#### [What the task asks]
Once the pictures are set aside, transcribe the remaining data exactly.

☆ ☆ ☆ ☆

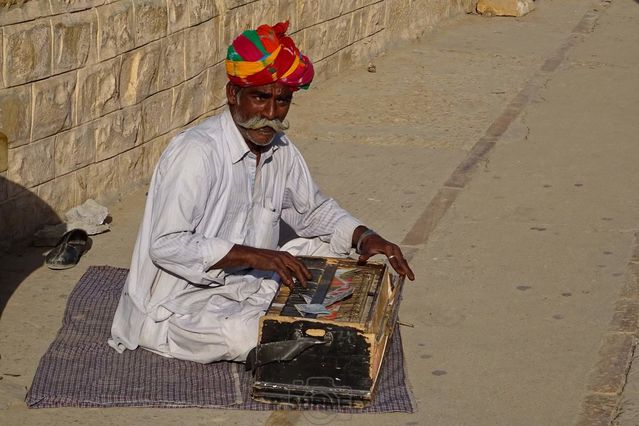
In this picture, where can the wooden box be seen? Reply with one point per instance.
(331, 359)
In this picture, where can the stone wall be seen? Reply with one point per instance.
(91, 91)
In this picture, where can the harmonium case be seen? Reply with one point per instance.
(334, 357)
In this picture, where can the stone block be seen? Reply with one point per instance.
(338, 34)
(263, 12)
(75, 5)
(4, 153)
(59, 193)
(74, 40)
(308, 13)
(153, 150)
(131, 168)
(31, 165)
(139, 73)
(1, 61)
(374, 23)
(118, 132)
(201, 47)
(76, 148)
(150, 20)
(357, 25)
(235, 21)
(189, 100)
(216, 87)
(316, 48)
(15, 114)
(53, 105)
(102, 180)
(288, 10)
(505, 7)
(4, 187)
(156, 114)
(327, 9)
(98, 90)
(202, 10)
(81, 185)
(25, 11)
(115, 34)
(177, 15)
(27, 52)
(171, 68)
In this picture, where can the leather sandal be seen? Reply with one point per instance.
(68, 251)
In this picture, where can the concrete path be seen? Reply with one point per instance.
(502, 153)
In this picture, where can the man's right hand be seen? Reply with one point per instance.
(285, 264)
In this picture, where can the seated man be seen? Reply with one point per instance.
(206, 263)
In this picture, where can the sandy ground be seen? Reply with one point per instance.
(519, 267)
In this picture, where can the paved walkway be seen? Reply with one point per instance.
(502, 154)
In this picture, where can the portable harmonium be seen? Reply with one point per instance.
(324, 344)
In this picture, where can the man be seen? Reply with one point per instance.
(206, 263)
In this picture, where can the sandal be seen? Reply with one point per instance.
(68, 251)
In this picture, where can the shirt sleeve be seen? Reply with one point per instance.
(185, 181)
(310, 214)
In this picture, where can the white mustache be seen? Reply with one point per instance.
(257, 122)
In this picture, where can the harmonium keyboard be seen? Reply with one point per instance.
(324, 344)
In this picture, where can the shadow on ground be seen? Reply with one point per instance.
(19, 219)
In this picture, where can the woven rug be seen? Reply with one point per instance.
(80, 370)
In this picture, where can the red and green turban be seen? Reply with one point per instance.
(266, 55)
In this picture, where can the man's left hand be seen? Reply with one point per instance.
(374, 244)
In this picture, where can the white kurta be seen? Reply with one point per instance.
(207, 193)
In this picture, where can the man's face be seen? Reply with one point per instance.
(252, 107)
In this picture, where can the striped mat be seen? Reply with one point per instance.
(80, 370)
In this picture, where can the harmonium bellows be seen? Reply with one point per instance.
(324, 344)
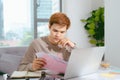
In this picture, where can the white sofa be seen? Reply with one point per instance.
(10, 58)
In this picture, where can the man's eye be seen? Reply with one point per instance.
(55, 30)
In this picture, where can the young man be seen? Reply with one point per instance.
(59, 23)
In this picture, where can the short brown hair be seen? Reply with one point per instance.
(59, 18)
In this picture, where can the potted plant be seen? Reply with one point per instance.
(95, 27)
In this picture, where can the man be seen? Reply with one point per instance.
(59, 23)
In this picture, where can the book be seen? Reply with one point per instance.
(25, 74)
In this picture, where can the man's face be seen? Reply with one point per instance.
(57, 32)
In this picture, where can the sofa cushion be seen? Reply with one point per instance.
(9, 62)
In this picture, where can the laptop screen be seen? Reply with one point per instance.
(84, 61)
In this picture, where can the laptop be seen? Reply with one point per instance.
(84, 61)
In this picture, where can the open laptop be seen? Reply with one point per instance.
(84, 61)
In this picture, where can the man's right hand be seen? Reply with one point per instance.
(38, 63)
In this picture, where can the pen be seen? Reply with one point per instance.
(43, 75)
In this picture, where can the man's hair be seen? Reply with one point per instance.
(59, 18)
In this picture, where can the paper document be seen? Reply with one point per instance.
(54, 63)
(25, 74)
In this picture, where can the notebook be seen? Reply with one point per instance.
(84, 61)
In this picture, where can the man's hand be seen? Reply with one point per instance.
(38, 63)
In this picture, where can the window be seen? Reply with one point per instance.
(21, 21)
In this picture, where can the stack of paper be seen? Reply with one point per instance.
(26, 74)
(54, 63)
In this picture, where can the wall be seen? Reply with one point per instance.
(112, 31)
(77, 10)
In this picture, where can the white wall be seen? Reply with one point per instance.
(112, 31)
(77, 10)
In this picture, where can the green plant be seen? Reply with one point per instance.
(95, 26)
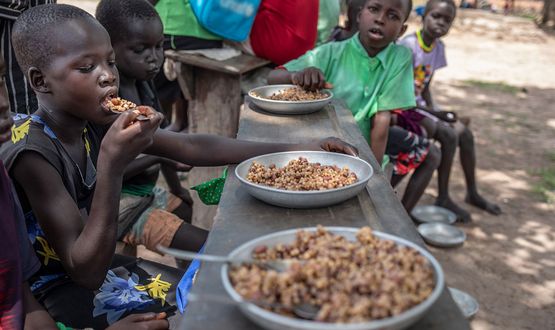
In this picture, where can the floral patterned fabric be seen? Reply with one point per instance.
(131, 286)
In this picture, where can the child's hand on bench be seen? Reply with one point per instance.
(311, 79)
(333, 144)
(447, 116)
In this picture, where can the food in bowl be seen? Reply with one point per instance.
(295, 94)
(348, 281)
(300, 174)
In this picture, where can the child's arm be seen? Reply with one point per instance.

☆ ☆ ☆ ☆

#### [Final result]
In this picture, where can the wooden box be seen? Reply with one point per instance.
(331, 359)
In this picture, where can the stone wall be seen? Reply with one point per instance.
(91, 91)
In this picture, where can the harmonium case be seen? Reply with one point per instance.
(334, 357)
In this picture, where can the stone block be seen? Reply with one point per instance.
(338, 34)
(263, 12)
(75, 5)
(4, 153)
(59, 193)
(74, 40)
(308, 13)
(153, 150)
(131, 168)
(31, 165)
(139, 73)
(1, 61)
(374, 23)
(118, 132)
(201, 47)
(76, 148)
(150, 20)
(357, 25)
(235, 21)
(189, 100)
(216, 87)
(316, 48)
(15, 114)
(53, 105)
(102, 180)
(288, 10)
(505, 7)
(4, 187)
(156, 114)
(327, 9)
(98, 90)
(202, 10)
(81, 185)
(25, 11)
(115, 34)
(177, 15)
(27, 52)
(171, 68)
In this picture, where can the leather sandal be seen? Reply with one point per instance.
(68, 251)
In this picture, where can the concrete path be seen? Reply with one point per instance.
(502, 153)
In this picture, where can the man's right hand be seen? Reply with one point per instance.
(285, 264)
In this picture, where can the seated man be seen? Reply with one point per instance.
(206, 263)
In this picture, where can the sandy ground be seen? Reply with one point per instance.
(519, 267)
In this picture, where can the paved walkway be seen? Reply with one point per instance.
(502, 154)
In this picture, where can the portable harmonium be seen? Reply with one point per instance.
(324, 344)
In this picture, where can the man be seen? Reply with one point per instance.
(206, 263)
In this picture, where can the sandal be seen? Reply with one point per instance.
(68, 251)
In this picture, where can the shirt sleeve be seen? Reply with one point per instance.
(185, 181)
(310, 214)
In this picture, where can the white mustache be seen? Reply with one point per instance.
(257, 122)
In this picture, where can the harmonium keyboard be seen? Reply with one point per instance.
(324, 344)
In this picture, where can the shadow on ground be seen? Reply with one point per instance.
(19, 219)
In this picture, where can the woven rug be seen? Reply with one point per instance.
(80, 370)
In this picture, where can the red and green turban be seen? Reply with one point per instance.
(266, 55)
In this picture, where can the man's left hand be seen? Reply with one point per instance.
(374, 244)
In this picture, where can the white kurta be seen? Reply with one point per instance.
(207, 193)
In this picture, where can the man's face be seen? Reply with one point per instance.
(252, 107)
In this picture, where can the striped mat be seen? Reply with one point per instance.
(80, 370)
In this picture, where can the harmonium bellows be seen? Reply with one point per instance.
(324, 344)
In this picture, where can the white sofa be seen? Reply with one point per instance.
(10, 58)
In this picture, where can the man's eye be seen? Reply with one point per instance.
(55, 30)
In this picture, where can the young man be seen? Reply with one point per instance.
(59, 23)
In this picture, where can the short brown hair be seen? Reply with one point per instance.
(59, 18)
In this picture, where can the potted plant be seen? Reply with one point per instance.
(95, 27)
In this picture, where can the man be seen? Reply with one point per instance.
(59, 23)
In this picture, where can the book be seen? Reply with one point per instance.
(25, 74)
In this picture, where can the man's face be seen? Reply with one point per instance.
(57, 32)
In this picture, where can the sofa cushion be seen? Reply with one point per instance.
(9, 62)
In this picture, where can the laptop screen be seen? Reply with one point per instance.
(84, 61)
In this picture, where can the laptop be seen? Reply with one point per instance.
(84, 61)
In this picture, where can the open laptop be seen? Reply with one point per instance.
(84, 61)
In this picture, where can the man's right hand be seen? Reply with one point per instance.
(38, 63)
In this picture, where can the pen be seen? Reply with one point per instance.
(43, 75)
In this picture, where can the man's hair be seen? Reply with one point per instance.
(59, 18)
In this picture, where can the paper document be seen? Reply with one point per instance.
(54, 63)
(25, 74)
In this picture, where can the notebook be seen? Reply with one point per instance.
(84, 61)
In this picture, where can the man's hand be seen? Reply with one point per instance.
(38, 63)
In this picture, where can the window be seen? Reply with one point per instance.
(21, 21)
In this picture, where can the stack of paper be seen? Reply with one point per instance.
(26, 74)
(54, 63)
In this picture, where can the wall be seen? Reply with one point per instance.
(112, 31)
(77, 10)
In this picture, where can the white wall be seen? Reply with one point per instance.
(112, 31)
(77, 10)
In this picture, where can the green plant be seen? Reply with one point per instance.
(95, 26)
In this picture, where can the floral patterned fabric be seen? Reply with one point per instance.
(131, 286)
In this picture, where can the child's hand on bench be seen? Reply with one point per instance.
(311, 79)
(333, 144)
(447, 116)
In this picture, where can the food in bowl be seen? Reply with one point per instance.
(295, 94)
(348, 281)
(300, 174)
In this picture, where can the child's arm be seen? Reply with one point per instance.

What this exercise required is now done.